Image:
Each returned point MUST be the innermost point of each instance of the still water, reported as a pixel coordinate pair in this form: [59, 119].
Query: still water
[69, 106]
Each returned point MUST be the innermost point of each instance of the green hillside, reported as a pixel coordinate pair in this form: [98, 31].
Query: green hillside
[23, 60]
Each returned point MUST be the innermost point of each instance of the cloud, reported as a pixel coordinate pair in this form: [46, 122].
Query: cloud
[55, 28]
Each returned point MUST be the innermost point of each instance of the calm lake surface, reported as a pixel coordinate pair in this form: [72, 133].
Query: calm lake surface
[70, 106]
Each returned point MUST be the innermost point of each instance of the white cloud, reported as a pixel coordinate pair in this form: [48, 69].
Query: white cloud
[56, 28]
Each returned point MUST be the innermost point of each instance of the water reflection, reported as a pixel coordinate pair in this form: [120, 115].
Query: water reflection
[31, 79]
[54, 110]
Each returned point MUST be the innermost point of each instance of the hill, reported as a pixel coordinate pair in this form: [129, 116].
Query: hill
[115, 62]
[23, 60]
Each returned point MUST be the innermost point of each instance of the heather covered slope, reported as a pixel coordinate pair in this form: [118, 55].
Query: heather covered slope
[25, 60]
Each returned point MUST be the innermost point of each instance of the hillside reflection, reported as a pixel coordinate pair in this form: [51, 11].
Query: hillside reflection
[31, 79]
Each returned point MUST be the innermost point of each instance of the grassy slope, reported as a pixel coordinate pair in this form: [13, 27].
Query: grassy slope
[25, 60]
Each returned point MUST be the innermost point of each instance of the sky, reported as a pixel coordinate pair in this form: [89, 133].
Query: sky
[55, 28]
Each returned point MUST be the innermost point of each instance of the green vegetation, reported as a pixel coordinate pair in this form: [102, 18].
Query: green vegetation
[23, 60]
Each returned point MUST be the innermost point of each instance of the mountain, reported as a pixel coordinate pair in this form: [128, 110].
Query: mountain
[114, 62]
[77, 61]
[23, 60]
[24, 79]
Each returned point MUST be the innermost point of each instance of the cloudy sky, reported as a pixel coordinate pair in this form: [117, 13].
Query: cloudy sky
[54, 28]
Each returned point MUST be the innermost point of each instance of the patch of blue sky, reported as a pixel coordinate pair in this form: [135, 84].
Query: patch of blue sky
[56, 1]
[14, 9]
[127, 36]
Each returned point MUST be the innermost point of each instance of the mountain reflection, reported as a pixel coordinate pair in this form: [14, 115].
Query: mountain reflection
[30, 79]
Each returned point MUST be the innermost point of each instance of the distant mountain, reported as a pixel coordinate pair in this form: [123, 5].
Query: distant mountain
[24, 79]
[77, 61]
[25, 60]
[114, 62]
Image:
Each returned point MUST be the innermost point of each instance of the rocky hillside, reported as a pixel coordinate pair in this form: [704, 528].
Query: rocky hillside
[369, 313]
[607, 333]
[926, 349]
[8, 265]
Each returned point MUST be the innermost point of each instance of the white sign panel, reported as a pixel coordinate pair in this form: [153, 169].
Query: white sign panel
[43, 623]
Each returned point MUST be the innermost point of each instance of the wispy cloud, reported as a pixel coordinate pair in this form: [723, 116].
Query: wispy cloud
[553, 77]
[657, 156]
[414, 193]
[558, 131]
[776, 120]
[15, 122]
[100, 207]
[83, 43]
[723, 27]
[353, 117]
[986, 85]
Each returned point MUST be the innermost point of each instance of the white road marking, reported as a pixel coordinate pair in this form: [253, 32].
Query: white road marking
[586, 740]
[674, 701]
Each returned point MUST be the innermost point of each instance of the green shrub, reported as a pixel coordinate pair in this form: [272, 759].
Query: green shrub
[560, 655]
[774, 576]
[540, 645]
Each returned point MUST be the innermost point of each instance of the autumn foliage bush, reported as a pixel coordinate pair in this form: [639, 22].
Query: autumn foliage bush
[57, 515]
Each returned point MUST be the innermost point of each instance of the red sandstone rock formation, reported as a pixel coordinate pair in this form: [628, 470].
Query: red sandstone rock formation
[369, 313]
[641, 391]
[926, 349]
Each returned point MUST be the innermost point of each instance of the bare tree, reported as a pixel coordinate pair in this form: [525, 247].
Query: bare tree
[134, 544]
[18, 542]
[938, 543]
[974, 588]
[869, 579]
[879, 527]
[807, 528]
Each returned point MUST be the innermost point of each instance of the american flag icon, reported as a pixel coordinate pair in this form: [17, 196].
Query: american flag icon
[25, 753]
★ ★ ★ ★ ★
- [TASK TO CARRY OUT] Could you write out the part of the records that opens with the line containing "form: [628, 470]." and runs to the end of the records, both ends included and requests included, with every coordinate in the answers scaled by 0.9 and rounded to whole numbers, halves up? Leave the requests and their format samples unchanged.

- [RESPONSE TO THIS TASK]
Each returned point MUST be the innermost point of each instance of the red sandstone rock formation, reported as a pixel coordinate pair in this form: [628, 470].
Query: red sandstone rock formation
[332, 282]
[577, 352]
[833, 314]
Each returned point MUST be the innermost point of each instance of the bare tree, reported as a pixel coordinate pair in this form: [525, 247].
Query: bare tree
[121, 490]
[16, 488]
[844, 489]
[877, 529]
[782, 521]
[791, 474]
[726, 475]
Each returned point MUST be the innermost point of each instance of the american flag icon, reported as a pixel coordinate pair in this form: [17, 196].
Query: american flag icon
[23, 678]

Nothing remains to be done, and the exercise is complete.